• **DO THIS**
Pick out every line in the material below that contains the word "building", and copy each of those lines in full.
# # #
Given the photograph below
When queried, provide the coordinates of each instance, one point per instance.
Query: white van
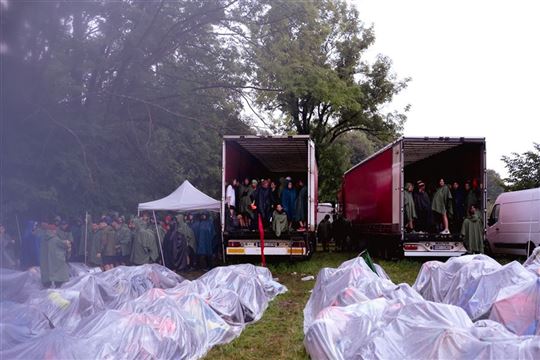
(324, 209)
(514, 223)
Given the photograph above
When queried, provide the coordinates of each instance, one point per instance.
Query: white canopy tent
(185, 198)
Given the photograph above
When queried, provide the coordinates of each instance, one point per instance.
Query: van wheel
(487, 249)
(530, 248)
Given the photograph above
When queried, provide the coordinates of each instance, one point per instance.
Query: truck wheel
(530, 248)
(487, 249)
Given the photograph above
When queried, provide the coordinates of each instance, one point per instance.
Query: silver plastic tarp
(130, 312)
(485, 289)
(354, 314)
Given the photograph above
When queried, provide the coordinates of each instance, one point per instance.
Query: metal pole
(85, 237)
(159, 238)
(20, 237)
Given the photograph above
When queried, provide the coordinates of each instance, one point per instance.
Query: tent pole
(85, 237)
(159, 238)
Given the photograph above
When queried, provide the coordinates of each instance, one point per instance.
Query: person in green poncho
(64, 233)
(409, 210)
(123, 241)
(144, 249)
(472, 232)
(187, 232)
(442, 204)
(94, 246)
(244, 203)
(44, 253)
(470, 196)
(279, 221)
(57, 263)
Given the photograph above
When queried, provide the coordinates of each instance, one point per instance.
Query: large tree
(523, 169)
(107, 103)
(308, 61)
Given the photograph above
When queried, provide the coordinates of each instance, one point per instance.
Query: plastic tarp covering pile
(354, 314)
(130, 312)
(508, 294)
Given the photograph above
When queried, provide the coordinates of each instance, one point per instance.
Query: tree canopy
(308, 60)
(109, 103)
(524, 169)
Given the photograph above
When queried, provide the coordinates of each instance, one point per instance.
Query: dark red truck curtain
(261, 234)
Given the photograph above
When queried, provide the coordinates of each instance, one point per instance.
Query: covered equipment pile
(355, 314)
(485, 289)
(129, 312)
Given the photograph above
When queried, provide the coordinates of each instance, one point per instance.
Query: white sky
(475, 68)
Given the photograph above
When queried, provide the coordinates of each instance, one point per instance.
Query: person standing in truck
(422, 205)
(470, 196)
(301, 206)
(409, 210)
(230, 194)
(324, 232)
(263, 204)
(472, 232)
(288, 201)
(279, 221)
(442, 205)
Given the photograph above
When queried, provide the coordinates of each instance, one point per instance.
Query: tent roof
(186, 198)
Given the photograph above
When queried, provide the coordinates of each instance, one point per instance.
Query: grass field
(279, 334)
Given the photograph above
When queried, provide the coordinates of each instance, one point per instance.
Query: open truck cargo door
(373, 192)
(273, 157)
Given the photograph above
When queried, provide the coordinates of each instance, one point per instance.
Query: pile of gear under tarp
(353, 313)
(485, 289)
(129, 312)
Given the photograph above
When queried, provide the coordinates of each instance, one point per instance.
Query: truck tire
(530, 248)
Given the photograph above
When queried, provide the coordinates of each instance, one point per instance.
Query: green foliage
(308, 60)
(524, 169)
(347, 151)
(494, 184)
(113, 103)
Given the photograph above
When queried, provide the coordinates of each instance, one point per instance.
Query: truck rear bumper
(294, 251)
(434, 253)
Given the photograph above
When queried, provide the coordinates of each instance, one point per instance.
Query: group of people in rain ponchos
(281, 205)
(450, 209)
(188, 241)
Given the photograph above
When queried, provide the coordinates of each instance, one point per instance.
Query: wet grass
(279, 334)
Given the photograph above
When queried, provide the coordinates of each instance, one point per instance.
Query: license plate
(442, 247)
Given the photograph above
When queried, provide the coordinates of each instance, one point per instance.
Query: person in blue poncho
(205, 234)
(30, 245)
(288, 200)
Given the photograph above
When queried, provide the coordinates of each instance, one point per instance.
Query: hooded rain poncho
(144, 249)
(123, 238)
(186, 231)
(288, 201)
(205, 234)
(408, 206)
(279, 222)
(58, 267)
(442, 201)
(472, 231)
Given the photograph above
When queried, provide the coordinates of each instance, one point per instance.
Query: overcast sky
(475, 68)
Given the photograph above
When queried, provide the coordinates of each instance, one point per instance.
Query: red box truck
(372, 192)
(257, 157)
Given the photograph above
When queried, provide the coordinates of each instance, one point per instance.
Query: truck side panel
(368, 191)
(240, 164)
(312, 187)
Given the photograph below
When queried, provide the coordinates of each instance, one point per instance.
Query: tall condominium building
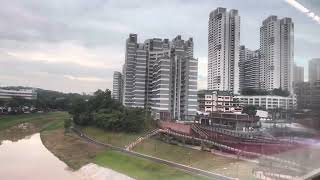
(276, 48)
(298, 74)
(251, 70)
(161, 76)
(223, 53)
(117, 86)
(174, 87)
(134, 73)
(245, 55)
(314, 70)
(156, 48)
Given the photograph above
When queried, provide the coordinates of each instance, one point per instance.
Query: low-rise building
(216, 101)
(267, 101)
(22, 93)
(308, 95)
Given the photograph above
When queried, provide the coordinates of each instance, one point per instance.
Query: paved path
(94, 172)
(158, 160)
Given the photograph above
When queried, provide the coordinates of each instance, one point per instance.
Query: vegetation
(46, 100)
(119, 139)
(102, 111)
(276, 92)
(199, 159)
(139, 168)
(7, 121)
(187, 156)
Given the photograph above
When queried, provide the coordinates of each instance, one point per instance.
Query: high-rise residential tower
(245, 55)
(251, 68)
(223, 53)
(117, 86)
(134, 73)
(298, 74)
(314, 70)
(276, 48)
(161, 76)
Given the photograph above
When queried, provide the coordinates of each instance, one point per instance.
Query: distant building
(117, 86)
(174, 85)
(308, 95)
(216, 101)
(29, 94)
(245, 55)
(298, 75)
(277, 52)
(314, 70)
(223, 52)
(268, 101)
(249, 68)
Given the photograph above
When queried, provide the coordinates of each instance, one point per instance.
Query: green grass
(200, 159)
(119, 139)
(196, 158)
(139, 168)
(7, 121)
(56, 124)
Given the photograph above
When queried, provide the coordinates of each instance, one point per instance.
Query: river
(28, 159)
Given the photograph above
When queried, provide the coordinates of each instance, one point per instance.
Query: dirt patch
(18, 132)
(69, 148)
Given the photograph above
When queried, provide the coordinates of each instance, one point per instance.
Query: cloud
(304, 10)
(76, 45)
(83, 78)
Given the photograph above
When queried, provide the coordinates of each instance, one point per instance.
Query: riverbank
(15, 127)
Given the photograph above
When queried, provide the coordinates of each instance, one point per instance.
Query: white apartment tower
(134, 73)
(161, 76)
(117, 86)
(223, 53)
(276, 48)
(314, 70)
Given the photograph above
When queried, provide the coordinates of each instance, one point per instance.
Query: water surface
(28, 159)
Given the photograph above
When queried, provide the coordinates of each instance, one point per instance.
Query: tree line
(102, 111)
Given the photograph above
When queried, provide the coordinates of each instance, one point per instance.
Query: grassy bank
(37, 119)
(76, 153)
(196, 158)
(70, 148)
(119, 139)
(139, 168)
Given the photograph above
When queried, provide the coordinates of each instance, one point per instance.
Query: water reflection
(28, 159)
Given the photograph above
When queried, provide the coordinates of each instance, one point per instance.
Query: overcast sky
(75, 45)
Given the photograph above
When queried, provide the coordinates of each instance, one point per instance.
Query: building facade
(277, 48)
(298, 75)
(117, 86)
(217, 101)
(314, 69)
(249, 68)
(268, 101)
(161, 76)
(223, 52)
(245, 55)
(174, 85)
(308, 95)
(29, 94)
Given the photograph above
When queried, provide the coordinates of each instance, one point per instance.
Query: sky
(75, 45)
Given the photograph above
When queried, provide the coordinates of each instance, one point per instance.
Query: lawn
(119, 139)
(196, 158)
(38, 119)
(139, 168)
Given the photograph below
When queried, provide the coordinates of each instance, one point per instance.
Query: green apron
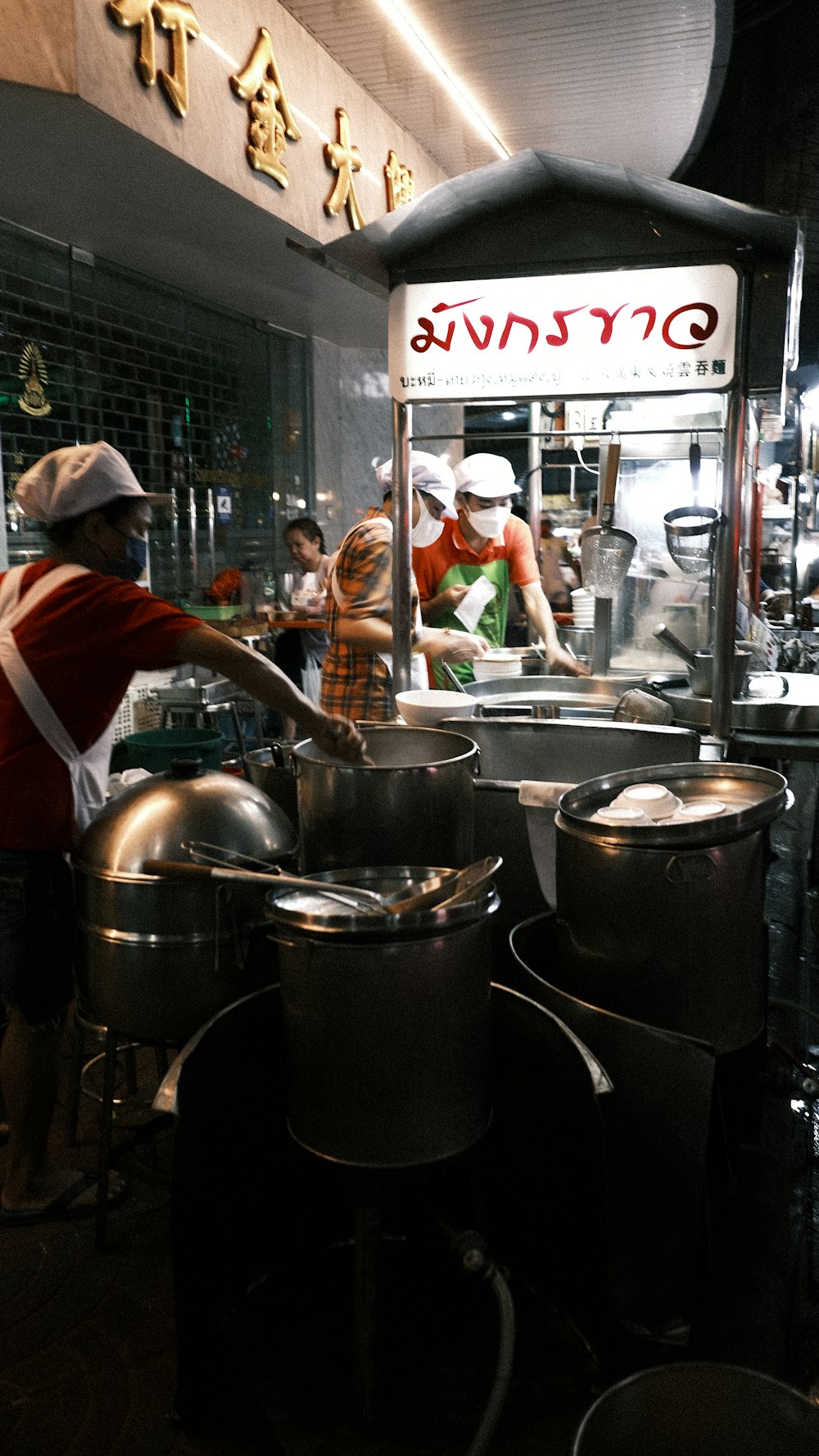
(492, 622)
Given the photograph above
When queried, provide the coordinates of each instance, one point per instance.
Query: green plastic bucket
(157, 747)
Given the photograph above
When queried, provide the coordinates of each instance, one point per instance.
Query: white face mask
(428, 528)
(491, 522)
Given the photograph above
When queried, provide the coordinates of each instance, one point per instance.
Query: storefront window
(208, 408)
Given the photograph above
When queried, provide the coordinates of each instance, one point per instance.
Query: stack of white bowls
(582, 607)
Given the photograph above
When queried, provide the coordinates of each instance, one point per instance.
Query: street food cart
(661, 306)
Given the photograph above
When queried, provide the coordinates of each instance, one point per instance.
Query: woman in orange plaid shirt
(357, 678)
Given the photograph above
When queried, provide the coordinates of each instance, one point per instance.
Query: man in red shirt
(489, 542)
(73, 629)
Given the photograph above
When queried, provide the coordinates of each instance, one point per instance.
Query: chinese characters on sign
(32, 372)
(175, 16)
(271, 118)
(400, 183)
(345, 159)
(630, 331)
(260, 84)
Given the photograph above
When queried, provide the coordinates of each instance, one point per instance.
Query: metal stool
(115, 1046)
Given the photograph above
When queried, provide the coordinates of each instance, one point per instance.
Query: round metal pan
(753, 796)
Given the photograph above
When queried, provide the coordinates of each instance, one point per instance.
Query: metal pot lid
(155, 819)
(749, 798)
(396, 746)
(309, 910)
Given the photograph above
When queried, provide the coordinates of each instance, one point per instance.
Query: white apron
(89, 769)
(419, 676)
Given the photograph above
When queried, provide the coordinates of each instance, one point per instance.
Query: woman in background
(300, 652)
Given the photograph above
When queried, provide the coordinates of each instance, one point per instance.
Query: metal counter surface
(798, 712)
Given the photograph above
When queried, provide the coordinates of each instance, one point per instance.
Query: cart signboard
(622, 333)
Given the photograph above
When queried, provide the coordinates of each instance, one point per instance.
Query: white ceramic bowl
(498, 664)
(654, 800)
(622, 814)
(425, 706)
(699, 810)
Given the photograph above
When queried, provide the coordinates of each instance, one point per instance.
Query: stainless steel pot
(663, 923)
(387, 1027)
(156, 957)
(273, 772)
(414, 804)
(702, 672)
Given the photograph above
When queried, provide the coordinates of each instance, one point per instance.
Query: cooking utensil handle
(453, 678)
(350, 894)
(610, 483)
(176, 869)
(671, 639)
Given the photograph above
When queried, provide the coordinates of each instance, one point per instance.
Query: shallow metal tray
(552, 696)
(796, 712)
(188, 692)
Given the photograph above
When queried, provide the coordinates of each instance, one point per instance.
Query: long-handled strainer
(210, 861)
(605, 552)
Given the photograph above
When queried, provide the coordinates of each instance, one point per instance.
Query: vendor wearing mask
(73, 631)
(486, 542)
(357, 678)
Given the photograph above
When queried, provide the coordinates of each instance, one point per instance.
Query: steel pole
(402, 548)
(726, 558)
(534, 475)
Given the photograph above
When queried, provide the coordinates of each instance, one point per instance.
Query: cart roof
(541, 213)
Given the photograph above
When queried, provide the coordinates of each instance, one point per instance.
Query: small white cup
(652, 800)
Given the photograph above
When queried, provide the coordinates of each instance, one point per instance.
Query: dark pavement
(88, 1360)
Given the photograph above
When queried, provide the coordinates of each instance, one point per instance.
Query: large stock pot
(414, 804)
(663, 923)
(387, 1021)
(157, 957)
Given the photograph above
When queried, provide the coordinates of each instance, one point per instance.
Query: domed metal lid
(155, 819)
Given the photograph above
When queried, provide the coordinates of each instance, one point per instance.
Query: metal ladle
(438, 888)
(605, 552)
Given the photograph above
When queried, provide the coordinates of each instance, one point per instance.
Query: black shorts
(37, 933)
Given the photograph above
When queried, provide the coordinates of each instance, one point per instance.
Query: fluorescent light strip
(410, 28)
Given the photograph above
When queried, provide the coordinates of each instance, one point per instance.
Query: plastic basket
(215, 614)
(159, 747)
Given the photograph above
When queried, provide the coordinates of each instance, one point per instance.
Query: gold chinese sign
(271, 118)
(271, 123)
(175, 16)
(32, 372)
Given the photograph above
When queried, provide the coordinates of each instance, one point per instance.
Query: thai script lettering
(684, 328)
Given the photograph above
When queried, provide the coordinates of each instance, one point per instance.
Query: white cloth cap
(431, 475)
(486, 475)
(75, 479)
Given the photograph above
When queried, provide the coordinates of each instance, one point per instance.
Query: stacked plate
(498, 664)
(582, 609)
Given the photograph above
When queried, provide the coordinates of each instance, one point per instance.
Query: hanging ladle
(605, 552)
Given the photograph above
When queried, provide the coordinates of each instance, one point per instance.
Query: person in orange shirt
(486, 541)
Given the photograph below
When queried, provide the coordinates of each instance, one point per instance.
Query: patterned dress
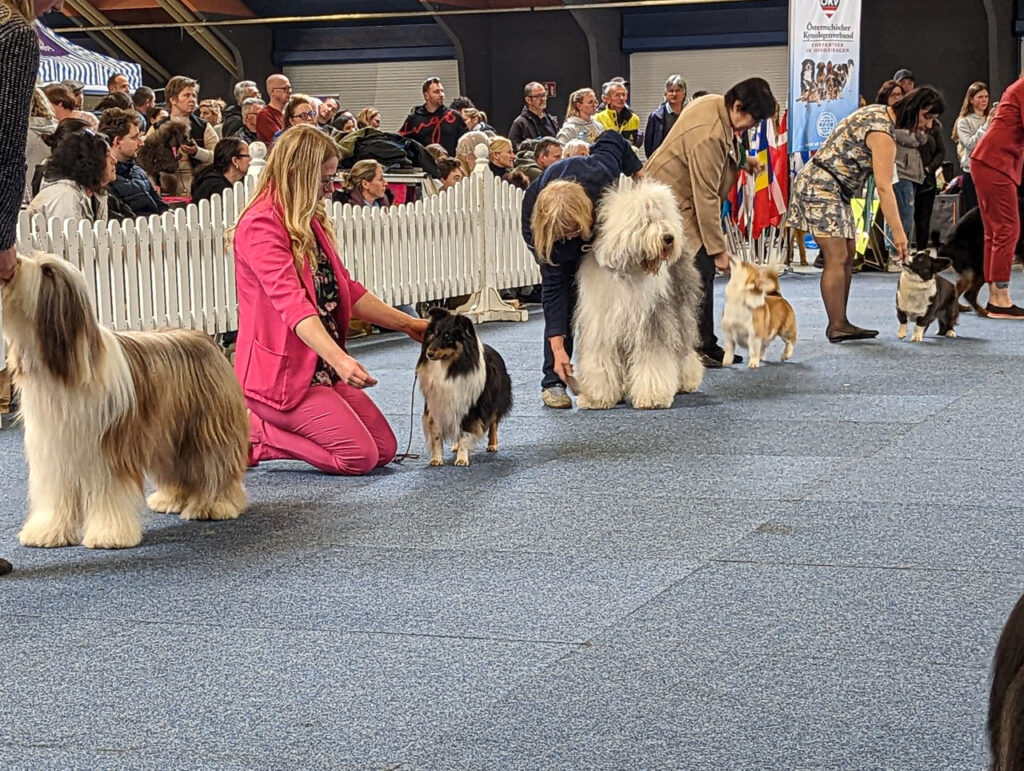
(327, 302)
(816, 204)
# # #
• **RESPONSE TO THIS EXERCISE**
Query: tall condominium building
Query: low-rise building
Query: distant building
Query: building facade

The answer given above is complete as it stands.